Questions to answer
1 - Retype the workspace design passage word for word, beginning at "The session includes" and stopping after "space, Brown said.".
2 - Extend the passage on office workspace design, picking up right after its final sentence.

Provided passage
The session includes demonstrations of collaborative spaces versus socialization spaces and how they influence behavior. “We educate clients on how different workspaces can best accommodate different work modes such as deep focus, collaboration, socialization and presentations” so they can maximize the benefits offered by each type of space, Brown said.

“We're always updating this,” Brown continued, so “you don't have to invest all kinds of money designing the space and then shake your head and think, ‘man, we shouldn’t have done that.’ Our job is to stay on the cutting edge of workspace design so that companies can come in and say, ‘oh, here's some new space strategies that we can employ.’ Come check it out before you buy it.”

Space strategies generally include identifying features that optimize well-being and productivity and answer questions like which employees will go in each room, how each space will be configured and what furniture and technology is needed for each area. Aesthetics, biophilia and sound are also part of the discussions.

Office Design Lessons from the Pandemic

Further informing Amphibian’s process are lessons learned from the pandemic. Among them are the concepts that employees will develop new skills when changing circumstances require them to do so, and that changing environments can free us from old habits and enable us to develop new ones.

Items excerpted from a collection:
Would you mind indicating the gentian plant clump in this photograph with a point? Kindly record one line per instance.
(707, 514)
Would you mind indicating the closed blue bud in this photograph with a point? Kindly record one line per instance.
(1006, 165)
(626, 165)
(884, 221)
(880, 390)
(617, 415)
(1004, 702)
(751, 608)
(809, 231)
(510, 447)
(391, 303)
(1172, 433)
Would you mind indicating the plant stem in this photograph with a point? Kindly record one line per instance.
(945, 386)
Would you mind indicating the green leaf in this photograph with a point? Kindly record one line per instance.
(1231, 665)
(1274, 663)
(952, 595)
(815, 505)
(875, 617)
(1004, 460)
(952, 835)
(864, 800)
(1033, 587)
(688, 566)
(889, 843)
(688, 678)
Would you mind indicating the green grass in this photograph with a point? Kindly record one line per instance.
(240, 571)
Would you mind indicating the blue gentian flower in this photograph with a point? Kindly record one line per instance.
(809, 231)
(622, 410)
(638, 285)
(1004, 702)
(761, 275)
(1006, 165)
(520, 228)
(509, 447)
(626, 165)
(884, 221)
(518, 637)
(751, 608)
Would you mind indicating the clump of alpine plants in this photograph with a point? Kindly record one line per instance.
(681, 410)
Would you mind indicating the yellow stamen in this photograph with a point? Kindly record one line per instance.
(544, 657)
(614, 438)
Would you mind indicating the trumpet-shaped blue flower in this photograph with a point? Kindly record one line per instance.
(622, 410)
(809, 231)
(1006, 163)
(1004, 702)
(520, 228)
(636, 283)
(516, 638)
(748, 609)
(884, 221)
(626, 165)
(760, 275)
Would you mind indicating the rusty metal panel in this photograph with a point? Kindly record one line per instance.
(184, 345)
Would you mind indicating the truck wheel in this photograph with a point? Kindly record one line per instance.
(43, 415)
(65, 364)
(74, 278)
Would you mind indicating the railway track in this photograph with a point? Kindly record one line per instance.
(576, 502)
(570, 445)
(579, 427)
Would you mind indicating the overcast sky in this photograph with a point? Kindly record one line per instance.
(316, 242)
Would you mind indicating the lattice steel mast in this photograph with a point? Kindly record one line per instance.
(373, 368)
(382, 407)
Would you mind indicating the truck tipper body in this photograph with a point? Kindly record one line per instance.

Answer section
1 -
The session includes demonstrations of collaborative spaces versus socialization spaces and how they influence behavior. “We educate clients on how different workspaces can best accommodate different work modes such as deep focus, collaboration, socialization and presentations” so they can maximize the benefits offered by each type of space, Brown said.

2 -
When talking with a client, “we got on the topic of what did the pandemic actually do? And it did two things, essentially,” Markow said. “The first is that for years we'd had access to collaborative technology like Teams and Zoom, but most people didn't adapt to or adopt them. Everyone still used email to communicate. The pandemic essentially forced individuals to behave differently, to work in a bit of a different way.”

Office workers had no choice but to learn how to operate collaborative platforms like Zoom, Teams, Miro or Mural to work with each other to get things done. The screen-sharing capabilities of many of these tools enabled novices to reach out to colleagues, share their screens and get clarity about menus and features of a platform.

This is one of the critical tools Amphibian explores with its clients. They go over the basics of using certain platforms so clients can determine if and to what degree one or more of these applications makes sense for the type of the work that they do. By experimenting with these in a lab, they can see what types of furnishing, soundproofing, etc., they may require to support those tools.

Digital platforms were not the only business elements mastered quickly during the pandemic; new products and services were also developed more efficiently when colleagues changed environments and work habits. “It's the same thing with prototyping,” said Markow. “Before, it would take a year for a company to come up with a new customer service model [and now] we have colleagues and clients that complete projects in two weeks.”

Brown and Markow believe that kind of speed and agility resulted from employees letting go of ingrained procedures, policies and unspoken behaviors in the service of survival and adaptation. It proved employees can change the way they work, and it can lead to the types of results they were after all along.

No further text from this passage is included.